* [STATED GOAL]:
Please put the data below into a JSON list of strings, one string per line with blank lines left out, starting at the line that contains "of the man's" and ending at the last line of the data.

* [THE DATA]:
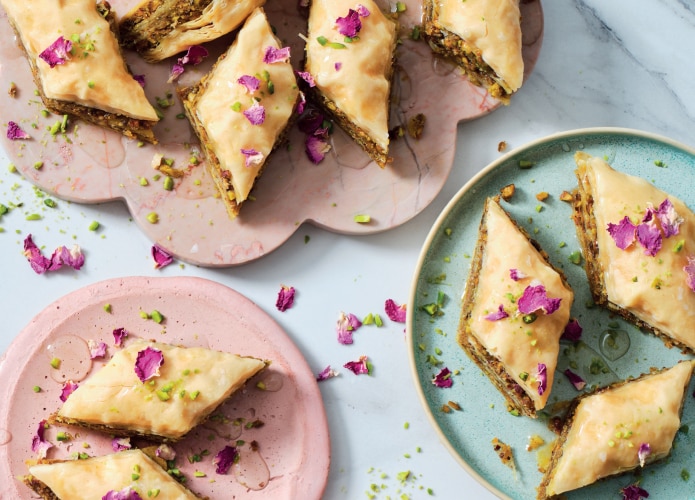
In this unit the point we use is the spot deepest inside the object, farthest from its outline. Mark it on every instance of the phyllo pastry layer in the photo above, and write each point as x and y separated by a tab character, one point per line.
96	477
350	51
77	64
157	390
483	37
515	308
158	29
639	247
617	429
242	108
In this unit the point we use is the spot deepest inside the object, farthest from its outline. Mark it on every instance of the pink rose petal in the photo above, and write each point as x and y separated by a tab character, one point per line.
285	298
534	298
394	311
148	362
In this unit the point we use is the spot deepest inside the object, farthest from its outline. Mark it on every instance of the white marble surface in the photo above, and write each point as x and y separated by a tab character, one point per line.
620	63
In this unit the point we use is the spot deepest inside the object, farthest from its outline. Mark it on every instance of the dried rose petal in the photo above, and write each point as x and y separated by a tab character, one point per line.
633	492
148	362
689	269
126	493
285	298
622	233
668	218
394	311
68	388
316	148
273	55
326	373
161	257
359	367
577	381
649	236
194	55
119	335
251	83
516	275
542	377
15	132
255	114
644	451
57	53
224	459
535	298
349	25
573	330
443	378
140	79
497	315
38	262
347	324
306	76
165	452
253	157
120	444
38	444
97	349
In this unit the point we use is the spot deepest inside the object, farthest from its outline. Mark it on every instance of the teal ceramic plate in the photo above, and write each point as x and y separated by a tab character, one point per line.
610	350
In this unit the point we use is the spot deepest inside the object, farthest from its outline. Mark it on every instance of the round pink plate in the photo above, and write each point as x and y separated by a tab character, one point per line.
293	441
90	165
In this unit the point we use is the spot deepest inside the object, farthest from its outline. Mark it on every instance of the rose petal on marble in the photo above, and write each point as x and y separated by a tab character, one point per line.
534	298
349	25
252	157
326	373
121	443
273	55
38	444
225	458
497	315
161	257
57	53
347	324
668	218
250	83
394	311
359	367
255	114
126	493
15	132
443	378
119	335
573	330
542	377
633	492
623	233
68	388
97	349
577	381
148	362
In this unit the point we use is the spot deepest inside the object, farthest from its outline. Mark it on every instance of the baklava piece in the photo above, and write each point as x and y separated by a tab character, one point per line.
617	429
483	37
109	476
639	247
77	65
156	390
350	51
514	310
242	109
158	29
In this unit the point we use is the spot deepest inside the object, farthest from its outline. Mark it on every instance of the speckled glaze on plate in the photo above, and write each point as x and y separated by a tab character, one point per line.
294	440
444	264
98	165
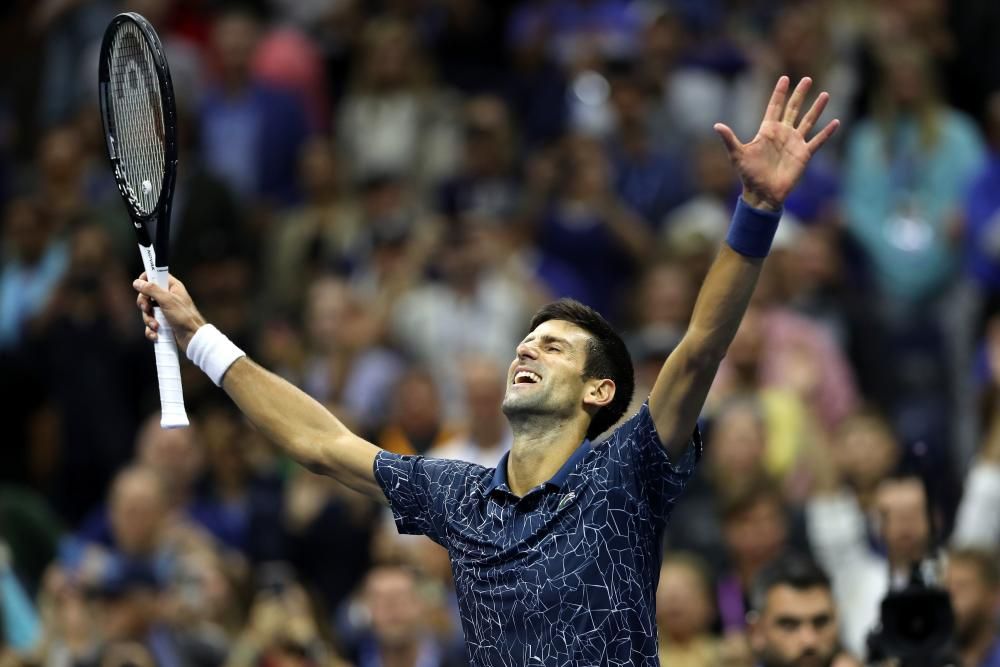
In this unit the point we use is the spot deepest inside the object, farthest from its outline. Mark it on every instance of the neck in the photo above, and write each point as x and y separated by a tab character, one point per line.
541	446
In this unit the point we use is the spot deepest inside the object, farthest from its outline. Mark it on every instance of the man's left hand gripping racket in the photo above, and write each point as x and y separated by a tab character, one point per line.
140	125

* [FULL OUTPUT]:
[
  "In this unit the point we use is the spot deepest inside the object, farthest from its outline. Mark it on every instance of the man's left hand gripping racket in the photo above, and write each point as x and y separated by a tab character, one point per line.",
  "140\t125"
]